------ SELECTED TEXT ------

Farmers Market Cultivates Customers on Capitol Hill

Aug 9, 2019  | 7 min  | Ep4451

The National Farmers Market Coalition has declared that August 4 through 10 is National Farmers Market Week.

USDA figures show over 41,000 farms made more than $700 million worth of direct sales to consumers in 2015.

Recently, a special farmers market was setup in the nation’s capital where the outcome had less to do with making a profit and more to do with cultivating relationships.

Here’s more in our cover story. Producer contact:

According to the American Farm Bureau Federation, the typical American consumer is at least three generations removed from the farm. To close the gap, farmers and ranchers have found it all the more vital for rural Americans to “share their story”. 
During the Farm Credit Services annual fly-in event, held just a few short weeks ago in Washington, D.C., producers who use the financial institutions lending services were able to try their hand at engaging folks from both sides of the aisle about their farms and their retail products. 
Todd VanHoose, President and CEO, Farm Credit Services: “Probably the most important thing we're going to try to do is educate people about agriculture. Because if you look at Congress today, very few of them have a direct tie to agriculture. They don't understand the modern realities. A lot of them are supportive of agriculture. They had this good feeling about farmers, but they don't know what the reality of modern agriculture is in. So job one up there for us is explain that.”

------

### SHORT TASK A:
Gather every line of the rows below that contains the string "blue", and copy each such line in full.

------ DATA SECTION ------

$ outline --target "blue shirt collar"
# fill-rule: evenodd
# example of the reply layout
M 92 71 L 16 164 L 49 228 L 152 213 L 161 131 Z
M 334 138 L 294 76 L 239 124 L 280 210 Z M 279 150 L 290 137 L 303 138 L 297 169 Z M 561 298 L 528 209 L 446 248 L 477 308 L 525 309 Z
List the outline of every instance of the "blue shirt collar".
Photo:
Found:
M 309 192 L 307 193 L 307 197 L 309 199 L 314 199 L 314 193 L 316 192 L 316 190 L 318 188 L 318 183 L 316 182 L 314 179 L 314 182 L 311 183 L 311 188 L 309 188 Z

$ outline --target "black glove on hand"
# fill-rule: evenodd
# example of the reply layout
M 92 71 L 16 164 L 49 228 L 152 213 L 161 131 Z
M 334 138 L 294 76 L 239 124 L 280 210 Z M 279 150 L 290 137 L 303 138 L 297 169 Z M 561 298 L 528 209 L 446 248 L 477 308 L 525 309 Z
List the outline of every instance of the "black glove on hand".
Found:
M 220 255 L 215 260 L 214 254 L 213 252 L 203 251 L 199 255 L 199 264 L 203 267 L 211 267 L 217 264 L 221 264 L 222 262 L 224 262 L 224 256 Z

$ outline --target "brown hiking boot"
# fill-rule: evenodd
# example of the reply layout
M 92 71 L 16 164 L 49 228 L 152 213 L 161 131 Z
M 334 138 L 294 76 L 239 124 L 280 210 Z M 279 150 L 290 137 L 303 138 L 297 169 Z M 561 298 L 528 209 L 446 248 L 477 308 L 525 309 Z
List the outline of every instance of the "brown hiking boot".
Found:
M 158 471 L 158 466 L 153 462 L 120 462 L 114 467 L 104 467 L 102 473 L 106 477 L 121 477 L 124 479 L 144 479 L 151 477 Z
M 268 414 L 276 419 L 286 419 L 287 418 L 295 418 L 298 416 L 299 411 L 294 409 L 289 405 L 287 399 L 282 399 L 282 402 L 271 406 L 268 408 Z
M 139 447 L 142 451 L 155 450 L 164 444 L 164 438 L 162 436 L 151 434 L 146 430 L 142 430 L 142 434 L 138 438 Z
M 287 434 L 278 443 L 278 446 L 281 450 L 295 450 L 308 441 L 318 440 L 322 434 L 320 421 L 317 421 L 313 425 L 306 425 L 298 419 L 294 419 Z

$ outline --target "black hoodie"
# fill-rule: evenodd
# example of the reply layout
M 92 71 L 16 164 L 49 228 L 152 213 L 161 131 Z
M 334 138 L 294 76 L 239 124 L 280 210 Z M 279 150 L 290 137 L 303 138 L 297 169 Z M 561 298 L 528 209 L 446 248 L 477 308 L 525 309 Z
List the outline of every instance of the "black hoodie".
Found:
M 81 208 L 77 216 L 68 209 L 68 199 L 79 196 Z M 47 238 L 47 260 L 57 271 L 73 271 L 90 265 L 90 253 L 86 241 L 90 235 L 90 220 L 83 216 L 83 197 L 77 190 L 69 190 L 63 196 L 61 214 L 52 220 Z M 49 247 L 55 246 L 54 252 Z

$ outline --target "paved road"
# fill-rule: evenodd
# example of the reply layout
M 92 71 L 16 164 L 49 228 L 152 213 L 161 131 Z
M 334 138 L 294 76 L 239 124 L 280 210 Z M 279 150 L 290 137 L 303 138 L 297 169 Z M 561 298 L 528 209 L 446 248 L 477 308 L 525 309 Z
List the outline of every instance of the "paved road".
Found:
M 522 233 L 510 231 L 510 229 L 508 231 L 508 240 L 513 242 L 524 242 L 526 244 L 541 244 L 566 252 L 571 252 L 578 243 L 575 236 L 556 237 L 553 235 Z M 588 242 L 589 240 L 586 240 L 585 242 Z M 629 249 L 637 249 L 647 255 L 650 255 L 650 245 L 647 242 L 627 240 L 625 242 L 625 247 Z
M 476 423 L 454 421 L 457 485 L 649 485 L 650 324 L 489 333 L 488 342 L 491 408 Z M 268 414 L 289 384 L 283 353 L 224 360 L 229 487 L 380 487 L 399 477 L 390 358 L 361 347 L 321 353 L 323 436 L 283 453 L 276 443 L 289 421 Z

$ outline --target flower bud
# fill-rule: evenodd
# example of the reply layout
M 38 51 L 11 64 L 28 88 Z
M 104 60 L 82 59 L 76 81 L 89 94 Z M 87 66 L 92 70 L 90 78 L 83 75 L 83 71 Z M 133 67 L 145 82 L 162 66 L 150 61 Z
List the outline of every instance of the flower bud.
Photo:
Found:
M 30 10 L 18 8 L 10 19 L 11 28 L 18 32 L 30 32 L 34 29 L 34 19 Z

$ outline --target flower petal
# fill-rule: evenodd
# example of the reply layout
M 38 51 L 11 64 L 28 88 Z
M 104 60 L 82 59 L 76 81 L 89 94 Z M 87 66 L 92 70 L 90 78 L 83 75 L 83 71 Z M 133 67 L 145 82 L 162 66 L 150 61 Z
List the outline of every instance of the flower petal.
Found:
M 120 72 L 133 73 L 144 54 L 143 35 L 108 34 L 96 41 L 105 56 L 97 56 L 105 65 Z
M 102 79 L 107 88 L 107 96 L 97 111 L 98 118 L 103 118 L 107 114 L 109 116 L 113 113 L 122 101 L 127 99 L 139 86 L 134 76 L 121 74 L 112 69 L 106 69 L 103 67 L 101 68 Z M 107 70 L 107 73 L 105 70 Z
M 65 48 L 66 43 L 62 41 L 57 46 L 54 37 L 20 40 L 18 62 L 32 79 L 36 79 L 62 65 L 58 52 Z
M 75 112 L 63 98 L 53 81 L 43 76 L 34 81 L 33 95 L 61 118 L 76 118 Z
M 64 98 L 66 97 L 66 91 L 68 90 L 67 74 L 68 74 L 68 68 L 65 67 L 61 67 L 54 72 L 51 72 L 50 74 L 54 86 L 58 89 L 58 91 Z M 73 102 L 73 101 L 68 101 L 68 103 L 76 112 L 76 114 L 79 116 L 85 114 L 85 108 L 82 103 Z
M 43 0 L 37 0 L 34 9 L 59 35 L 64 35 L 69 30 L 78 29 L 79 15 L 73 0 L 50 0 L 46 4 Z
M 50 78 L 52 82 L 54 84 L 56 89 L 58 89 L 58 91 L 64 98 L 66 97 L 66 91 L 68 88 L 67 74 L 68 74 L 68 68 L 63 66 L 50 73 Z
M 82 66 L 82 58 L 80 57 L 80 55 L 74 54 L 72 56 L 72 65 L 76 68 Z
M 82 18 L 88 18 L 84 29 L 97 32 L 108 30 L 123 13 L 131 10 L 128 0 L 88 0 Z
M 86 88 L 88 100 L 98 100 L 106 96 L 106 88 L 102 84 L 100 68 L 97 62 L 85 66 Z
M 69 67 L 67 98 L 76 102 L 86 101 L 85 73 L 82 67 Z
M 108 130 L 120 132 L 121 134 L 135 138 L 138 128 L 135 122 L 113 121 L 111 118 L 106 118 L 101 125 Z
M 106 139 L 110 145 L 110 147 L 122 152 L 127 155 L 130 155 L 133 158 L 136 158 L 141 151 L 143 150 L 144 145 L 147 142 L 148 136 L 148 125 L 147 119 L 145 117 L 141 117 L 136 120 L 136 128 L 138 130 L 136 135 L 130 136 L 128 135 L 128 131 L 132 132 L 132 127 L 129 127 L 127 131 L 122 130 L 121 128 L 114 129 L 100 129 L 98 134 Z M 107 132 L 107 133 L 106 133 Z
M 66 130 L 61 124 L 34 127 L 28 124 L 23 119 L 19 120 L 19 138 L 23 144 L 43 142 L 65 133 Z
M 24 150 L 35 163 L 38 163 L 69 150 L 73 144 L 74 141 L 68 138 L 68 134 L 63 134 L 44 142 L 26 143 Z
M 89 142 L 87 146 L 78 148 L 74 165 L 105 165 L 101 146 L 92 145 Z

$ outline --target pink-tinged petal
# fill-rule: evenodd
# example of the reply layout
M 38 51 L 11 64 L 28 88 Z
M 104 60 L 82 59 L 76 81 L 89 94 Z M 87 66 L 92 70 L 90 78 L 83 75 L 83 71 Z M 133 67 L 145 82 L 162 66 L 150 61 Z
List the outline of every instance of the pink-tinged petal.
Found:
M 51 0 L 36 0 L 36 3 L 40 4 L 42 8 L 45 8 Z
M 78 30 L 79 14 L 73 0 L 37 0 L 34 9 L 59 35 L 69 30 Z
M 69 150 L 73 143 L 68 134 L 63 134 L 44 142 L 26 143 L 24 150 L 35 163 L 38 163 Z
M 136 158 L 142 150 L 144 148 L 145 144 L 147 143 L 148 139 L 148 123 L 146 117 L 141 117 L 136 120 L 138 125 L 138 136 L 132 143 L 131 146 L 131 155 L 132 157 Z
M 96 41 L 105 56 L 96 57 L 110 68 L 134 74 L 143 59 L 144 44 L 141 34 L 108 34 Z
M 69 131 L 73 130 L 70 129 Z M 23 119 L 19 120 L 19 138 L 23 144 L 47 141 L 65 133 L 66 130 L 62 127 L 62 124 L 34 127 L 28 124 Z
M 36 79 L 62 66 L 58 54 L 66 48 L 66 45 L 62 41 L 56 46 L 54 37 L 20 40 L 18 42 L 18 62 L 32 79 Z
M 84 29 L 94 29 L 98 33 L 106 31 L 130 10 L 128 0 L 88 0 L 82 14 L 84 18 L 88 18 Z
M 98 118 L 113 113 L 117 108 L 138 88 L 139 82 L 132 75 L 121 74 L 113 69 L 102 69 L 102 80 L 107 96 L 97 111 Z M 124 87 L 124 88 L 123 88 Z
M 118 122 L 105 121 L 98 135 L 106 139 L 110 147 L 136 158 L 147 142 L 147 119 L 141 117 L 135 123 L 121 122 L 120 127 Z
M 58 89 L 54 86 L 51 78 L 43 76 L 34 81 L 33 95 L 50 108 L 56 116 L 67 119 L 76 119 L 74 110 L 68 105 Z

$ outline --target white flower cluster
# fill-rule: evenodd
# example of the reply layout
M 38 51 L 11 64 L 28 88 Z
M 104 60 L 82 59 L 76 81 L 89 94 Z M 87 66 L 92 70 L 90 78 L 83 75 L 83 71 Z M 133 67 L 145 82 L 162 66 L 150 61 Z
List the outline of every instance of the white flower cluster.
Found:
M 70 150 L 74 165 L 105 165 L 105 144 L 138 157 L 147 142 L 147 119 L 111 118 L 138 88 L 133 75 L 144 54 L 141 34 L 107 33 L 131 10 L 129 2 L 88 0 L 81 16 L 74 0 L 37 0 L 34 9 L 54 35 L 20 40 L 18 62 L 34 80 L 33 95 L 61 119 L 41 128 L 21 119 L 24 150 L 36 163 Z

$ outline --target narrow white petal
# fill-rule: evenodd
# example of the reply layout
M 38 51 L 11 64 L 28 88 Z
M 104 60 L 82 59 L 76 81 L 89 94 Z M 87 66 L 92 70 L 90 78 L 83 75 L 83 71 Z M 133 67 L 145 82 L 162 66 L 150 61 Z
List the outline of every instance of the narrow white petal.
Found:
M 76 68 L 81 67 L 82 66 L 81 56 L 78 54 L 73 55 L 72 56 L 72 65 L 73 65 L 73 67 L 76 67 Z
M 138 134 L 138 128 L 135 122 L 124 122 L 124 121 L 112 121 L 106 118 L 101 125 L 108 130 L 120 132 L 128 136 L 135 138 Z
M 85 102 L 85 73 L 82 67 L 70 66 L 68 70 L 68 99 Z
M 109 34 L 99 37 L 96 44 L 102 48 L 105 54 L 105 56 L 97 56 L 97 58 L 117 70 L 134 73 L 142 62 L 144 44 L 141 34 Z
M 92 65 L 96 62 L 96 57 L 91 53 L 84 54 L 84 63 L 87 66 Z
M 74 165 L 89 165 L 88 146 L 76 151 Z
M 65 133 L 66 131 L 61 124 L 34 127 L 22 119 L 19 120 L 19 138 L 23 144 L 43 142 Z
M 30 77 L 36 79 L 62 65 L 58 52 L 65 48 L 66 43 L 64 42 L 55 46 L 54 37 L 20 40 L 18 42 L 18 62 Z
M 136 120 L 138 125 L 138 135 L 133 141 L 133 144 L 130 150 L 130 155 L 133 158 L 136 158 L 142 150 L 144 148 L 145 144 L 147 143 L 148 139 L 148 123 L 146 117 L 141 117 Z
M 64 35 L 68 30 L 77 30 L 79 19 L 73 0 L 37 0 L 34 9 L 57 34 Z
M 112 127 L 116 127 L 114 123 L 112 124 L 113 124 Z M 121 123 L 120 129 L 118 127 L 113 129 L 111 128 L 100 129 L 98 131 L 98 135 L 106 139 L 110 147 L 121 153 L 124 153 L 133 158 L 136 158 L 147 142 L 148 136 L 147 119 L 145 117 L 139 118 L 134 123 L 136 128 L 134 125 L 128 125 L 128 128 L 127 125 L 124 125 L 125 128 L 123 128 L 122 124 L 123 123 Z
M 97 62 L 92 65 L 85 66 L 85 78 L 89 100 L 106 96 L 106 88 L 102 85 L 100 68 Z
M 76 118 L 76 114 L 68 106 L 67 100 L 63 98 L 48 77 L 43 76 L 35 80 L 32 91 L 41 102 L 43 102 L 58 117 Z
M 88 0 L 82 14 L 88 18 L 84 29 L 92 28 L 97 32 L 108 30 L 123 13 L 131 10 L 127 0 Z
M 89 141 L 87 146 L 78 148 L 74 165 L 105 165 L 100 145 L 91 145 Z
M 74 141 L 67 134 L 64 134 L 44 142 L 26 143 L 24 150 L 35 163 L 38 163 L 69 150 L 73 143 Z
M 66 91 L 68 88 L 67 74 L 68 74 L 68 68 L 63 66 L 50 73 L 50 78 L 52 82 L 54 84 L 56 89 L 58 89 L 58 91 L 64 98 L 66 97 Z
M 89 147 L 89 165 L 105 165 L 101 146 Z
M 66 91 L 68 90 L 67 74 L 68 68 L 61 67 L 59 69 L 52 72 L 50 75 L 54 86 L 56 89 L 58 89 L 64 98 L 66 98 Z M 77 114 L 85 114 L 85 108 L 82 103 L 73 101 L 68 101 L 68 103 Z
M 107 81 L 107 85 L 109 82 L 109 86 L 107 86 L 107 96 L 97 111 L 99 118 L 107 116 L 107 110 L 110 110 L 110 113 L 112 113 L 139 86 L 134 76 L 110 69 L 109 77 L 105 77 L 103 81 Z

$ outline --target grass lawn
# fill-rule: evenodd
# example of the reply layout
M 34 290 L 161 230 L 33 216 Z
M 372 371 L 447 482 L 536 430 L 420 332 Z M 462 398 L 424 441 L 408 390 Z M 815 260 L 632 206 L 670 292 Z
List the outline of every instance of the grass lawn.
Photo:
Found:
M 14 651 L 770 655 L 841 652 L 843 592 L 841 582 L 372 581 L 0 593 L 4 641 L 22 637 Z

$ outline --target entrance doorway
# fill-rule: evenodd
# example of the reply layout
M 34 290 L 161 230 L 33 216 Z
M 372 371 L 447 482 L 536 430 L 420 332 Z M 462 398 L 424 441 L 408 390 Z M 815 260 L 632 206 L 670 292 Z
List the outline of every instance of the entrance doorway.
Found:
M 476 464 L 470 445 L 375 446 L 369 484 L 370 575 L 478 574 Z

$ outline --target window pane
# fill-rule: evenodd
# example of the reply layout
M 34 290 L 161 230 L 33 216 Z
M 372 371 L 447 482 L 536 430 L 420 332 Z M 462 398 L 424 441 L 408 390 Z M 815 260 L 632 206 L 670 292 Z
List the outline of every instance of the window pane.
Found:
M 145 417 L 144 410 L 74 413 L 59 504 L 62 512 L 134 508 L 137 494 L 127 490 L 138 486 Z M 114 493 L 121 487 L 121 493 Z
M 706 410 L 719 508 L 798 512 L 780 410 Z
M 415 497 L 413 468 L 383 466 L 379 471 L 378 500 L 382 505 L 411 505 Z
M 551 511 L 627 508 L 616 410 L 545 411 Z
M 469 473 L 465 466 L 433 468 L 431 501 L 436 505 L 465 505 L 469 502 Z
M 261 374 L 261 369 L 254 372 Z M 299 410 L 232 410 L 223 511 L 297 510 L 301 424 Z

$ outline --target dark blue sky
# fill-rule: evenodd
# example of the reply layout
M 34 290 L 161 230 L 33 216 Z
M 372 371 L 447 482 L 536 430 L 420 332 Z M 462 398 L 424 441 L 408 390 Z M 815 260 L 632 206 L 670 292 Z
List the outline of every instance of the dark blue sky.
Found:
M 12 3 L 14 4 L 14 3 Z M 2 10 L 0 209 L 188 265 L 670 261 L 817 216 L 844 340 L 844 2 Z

------

### SHORT TASK B:
According to the farmers market article, how many farms made direct sales to consumers in 2015?

### TASK RESPONSE A:
$ outline --target "blue shirt collar"
List the outline of every instance of the "blue shirt collar".
$ outline --target dark blue sky
List the outline of every instance of the dark blue sky.

### TASK RESPONSE B:
Over 41,000 farms.